07/10/13 Reuters: U.S., Britain push Congo to prosecute soldiers over Minova rapes
U.S.
ambassador to the United Nations, Samantha Power, and British U.N.
Ambassador Mark Lyall Grant raised the issue during a meeting between
the 15 Security Council envoys and Congo's
defence, interior and justice ministers in Kinshasa on
Saturday.
"Nobody
knows better than the Congolese the price of impunity, because the
Congolese people have for years been the victims of armed groups who
have been killing and raping their way through eastern Congo,"
Power told Reuters on Sunday.
"On
the Minova case, the government must show it practices what it
preaches by punishing those officers and soldiers responsible. We
made clear our concerns about the lack of progress thus far,"
she said.
The
United Nations threatened in February to withdraw support for two
Congolese battalions after soldiers raped at least 97 women and 33
girls, some as young as 6, in the eastern town of Minova after the
troops fled from advancing M23 rebels in late November.
The
peacekeeping mission decided to keep working with the 41st and 391st
battalions after 12 senior officers, including the commanders and
deputy commanders, were suspended and about a dozen soldiers were
charged over the rapes in Minova, according to a U.N. human rights
report.
The
391st battalion was trained by the United States in 2010 as "a
model for future reforms within the Congolese armed forces,"
according to the U.S. Africa Command website.
Lyall
Grant said the Congolese ministers told them there was no question of
impunity and investigations were still continuing. The ministers said
there were some difficulties obtaining victim statements from a
humanitarian group due to patient confidentiality, which had delayed
inquiries, he added.
"We
made clear we were expecting some follow-up prosecutions because the
concern that we had was although some lower level soldiers had been
arrested and some others had been suspended, we hadn't seen any
evidence of prosecutions," Lyall Grant said.
After
provincial capital Goma and
the town of Sake briefly fell to M23 rebels, a U.N. report said,
thousands of Congolese troops fled in a disorganized manner toward
Minova, where they "committed mass rape and other acts of sexual
violence, as well as arbitrary execution, mistreatment and systematic
looting."
Congolese
troops and U.N. peacekeepers have been battling an M23 rebellion in
the resource-rich eastern part of the country for the past 18-months.

## Data shown
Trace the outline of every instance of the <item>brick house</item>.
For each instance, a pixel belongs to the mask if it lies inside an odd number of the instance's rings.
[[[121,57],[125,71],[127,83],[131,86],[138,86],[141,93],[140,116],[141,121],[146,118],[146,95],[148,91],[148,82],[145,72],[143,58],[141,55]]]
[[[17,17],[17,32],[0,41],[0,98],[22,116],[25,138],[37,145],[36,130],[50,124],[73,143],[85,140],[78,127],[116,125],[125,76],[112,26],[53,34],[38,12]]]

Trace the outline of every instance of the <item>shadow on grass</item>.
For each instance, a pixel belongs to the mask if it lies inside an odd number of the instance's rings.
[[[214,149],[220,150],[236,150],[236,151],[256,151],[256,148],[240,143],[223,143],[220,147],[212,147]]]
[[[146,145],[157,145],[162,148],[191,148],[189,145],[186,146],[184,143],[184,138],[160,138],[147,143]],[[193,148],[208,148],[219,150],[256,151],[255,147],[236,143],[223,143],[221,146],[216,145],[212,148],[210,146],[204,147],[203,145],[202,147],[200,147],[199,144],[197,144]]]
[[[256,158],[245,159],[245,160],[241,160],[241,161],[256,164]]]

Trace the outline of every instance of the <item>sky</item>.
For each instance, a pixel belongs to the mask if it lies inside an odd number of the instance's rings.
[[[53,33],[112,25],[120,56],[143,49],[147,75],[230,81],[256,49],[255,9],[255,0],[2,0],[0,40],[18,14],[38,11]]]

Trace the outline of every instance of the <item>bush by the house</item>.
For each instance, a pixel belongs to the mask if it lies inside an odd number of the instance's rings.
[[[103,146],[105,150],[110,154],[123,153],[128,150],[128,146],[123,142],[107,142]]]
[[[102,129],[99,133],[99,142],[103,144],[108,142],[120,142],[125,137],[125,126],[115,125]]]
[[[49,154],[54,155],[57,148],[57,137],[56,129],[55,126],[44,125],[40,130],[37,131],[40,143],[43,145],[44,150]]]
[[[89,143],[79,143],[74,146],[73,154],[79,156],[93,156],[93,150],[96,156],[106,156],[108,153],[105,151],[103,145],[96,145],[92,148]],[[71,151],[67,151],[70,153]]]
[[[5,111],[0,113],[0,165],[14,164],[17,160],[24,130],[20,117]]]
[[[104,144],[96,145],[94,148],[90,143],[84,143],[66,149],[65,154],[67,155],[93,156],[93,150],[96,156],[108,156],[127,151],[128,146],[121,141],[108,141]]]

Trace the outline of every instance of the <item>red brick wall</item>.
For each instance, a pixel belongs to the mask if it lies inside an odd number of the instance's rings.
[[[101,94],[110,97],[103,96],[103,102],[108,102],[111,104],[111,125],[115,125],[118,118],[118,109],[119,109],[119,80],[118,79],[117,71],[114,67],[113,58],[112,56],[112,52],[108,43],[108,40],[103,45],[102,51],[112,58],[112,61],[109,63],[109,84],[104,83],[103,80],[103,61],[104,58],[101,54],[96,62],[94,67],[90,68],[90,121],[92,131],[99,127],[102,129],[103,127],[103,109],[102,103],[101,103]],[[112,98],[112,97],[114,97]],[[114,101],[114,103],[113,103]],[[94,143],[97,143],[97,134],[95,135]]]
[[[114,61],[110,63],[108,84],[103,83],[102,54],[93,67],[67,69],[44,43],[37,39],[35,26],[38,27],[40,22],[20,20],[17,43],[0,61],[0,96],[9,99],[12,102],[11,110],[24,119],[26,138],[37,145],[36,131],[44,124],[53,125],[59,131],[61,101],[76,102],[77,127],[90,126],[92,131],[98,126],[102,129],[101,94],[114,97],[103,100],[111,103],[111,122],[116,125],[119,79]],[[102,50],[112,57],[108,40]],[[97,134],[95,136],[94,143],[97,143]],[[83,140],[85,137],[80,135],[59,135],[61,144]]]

## Brief
In the Reuters article on the Minova rapes, which two Congolese battalions did the U.N. peacekeeping mission decide to keep working with?

## Answer section
The 41st and 391st battalions.